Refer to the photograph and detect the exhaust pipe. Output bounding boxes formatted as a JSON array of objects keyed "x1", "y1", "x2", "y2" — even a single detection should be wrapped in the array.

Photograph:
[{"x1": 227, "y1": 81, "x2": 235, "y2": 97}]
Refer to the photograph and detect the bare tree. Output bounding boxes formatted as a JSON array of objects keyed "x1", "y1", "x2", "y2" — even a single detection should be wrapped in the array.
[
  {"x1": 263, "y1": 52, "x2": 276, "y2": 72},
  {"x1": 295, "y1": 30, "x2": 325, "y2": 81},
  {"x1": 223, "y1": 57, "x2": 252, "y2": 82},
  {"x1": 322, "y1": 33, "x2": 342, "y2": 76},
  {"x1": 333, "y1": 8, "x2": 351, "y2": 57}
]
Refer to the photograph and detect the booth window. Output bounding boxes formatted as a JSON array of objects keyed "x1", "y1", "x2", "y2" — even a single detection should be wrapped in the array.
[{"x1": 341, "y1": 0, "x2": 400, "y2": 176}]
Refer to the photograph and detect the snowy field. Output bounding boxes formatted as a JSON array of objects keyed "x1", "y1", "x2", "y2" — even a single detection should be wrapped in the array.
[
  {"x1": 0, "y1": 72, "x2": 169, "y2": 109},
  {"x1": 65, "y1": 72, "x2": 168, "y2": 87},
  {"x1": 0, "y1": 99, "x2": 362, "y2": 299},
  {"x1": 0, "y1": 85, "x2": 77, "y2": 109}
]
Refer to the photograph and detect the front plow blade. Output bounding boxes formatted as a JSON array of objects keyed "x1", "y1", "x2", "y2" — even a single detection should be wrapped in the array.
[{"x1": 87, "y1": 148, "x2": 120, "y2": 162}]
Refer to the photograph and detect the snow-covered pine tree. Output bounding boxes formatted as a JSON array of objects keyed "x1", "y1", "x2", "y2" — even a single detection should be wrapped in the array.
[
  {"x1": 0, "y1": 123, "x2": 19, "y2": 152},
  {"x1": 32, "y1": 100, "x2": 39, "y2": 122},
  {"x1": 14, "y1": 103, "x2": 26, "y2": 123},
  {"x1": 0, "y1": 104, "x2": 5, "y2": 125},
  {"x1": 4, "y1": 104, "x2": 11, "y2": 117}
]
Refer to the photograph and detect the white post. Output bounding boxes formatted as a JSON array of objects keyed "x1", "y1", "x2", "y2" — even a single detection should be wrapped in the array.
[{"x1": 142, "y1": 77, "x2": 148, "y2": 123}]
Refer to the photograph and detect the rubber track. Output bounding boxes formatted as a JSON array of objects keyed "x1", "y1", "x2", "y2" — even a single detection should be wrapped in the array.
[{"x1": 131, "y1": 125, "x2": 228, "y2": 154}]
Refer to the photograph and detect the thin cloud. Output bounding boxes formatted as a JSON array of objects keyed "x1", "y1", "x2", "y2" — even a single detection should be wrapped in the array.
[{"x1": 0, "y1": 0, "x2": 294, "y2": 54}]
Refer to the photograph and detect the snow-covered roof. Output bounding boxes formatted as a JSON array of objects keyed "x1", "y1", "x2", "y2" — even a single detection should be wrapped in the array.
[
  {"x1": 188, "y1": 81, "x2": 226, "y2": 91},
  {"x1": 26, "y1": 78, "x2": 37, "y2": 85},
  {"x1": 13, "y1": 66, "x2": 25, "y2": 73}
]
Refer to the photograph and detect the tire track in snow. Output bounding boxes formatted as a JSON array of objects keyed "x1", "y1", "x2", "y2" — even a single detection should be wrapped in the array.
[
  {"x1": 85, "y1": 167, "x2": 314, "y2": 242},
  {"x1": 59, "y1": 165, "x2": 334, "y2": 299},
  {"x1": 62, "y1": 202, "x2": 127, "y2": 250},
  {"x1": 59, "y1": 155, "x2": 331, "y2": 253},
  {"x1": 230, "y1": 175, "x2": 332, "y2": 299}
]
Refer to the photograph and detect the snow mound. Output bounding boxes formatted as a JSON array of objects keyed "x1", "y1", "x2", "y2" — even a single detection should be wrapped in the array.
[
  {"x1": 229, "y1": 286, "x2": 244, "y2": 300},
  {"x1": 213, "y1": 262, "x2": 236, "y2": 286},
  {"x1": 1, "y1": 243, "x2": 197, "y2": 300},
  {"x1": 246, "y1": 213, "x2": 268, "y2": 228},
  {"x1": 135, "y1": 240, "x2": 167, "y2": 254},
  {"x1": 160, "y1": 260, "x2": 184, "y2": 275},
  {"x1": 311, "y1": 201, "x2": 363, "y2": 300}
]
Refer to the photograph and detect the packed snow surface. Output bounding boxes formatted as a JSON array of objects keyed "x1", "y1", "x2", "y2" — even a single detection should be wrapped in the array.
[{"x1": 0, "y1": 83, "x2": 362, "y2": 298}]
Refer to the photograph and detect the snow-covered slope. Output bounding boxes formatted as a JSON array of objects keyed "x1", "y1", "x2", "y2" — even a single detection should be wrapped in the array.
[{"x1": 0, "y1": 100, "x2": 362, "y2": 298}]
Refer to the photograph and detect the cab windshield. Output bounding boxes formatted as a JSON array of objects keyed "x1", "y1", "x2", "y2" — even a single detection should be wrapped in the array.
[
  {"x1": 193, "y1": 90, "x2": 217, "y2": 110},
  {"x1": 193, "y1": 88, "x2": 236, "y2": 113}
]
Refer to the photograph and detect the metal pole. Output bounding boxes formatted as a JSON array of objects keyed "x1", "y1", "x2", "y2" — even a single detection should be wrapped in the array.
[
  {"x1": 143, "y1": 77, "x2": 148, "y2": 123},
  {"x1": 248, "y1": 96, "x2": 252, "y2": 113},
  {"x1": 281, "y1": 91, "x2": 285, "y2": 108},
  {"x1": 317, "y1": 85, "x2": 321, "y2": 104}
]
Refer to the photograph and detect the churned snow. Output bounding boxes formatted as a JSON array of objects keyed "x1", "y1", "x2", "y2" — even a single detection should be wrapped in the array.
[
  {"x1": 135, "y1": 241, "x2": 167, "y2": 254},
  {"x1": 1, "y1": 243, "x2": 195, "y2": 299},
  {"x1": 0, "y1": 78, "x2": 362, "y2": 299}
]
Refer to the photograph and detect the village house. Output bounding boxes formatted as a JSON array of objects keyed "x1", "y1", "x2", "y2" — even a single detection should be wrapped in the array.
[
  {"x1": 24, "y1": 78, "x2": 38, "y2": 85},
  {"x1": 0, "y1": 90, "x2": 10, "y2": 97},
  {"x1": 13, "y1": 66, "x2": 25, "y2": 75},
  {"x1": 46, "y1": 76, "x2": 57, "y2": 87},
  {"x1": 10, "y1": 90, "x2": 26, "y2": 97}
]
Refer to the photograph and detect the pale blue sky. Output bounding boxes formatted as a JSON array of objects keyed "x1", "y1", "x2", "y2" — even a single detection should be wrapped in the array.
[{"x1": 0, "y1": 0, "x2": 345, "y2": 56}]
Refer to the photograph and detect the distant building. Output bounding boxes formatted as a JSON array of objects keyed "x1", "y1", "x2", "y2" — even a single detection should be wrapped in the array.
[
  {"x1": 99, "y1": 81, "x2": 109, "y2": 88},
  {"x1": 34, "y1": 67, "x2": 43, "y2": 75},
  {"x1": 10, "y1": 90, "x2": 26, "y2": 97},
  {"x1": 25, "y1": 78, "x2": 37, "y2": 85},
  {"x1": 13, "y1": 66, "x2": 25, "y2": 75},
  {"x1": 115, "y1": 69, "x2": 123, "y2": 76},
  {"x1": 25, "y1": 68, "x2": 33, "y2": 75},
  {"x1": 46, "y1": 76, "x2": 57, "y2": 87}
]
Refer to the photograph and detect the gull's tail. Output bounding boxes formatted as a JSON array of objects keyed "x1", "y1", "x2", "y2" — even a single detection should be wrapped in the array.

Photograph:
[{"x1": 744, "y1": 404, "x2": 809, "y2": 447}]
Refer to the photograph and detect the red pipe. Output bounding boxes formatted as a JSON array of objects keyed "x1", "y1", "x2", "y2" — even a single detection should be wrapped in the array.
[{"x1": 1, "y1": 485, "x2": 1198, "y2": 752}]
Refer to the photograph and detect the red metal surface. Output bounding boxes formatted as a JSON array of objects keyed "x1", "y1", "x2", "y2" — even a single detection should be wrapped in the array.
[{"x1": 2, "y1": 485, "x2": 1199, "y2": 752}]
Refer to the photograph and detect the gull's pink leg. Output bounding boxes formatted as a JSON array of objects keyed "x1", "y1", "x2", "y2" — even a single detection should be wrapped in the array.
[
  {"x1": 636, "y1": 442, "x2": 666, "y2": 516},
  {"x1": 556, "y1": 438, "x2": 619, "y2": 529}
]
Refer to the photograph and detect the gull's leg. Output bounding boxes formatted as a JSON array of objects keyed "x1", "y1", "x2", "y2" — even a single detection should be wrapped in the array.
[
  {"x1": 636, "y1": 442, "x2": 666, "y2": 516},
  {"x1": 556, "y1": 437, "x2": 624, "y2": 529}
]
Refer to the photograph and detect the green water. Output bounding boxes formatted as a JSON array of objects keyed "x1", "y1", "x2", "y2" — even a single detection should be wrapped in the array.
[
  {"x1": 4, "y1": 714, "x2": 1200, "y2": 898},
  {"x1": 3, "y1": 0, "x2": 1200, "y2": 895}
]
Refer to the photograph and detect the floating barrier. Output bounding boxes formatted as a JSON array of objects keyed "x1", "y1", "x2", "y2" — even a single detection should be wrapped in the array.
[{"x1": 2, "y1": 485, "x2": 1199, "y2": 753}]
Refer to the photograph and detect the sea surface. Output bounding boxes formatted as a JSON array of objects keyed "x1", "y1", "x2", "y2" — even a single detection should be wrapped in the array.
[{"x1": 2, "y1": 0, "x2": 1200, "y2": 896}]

* [Task prompt]: Copy out exactly the line that holds "Refer to the photograph and detect the green" and all remaining lines of the listing, both the first and the last included.

* [Task response]:
Refer to the photograph and detect the green water. Output bounding boxes formatted as a JSON array of objects keyed "x1", "y1", "x2", "y2" — even a single detection should be wrapped in the array.
[
  {"x1": 4, "y1": 714, "x2": 1200, "y2": 898},
  {"x1": 3, "y1": 0, "x2": 1200, "y2": 895}
]
Refer to the photograph and detect the floating barrier. Output bounding boxes formatted as a JSON array of objects keyed "x1", "y1", "x2", "y2" — even a single detection should be wrapped in the array.
[{"x1": 2, "y1": 485, "x2": 1199, "y2": 753}]
Refer to the photograph and detect the sea surface. Output bounding boxes formatted as a JSON array of objects keyed "x1", "y1", "x2", "y2" — even a single detection should be wrapped in the array.
[{"x1": 2, "y1": 0, "x2": 1200, "y2": 896}]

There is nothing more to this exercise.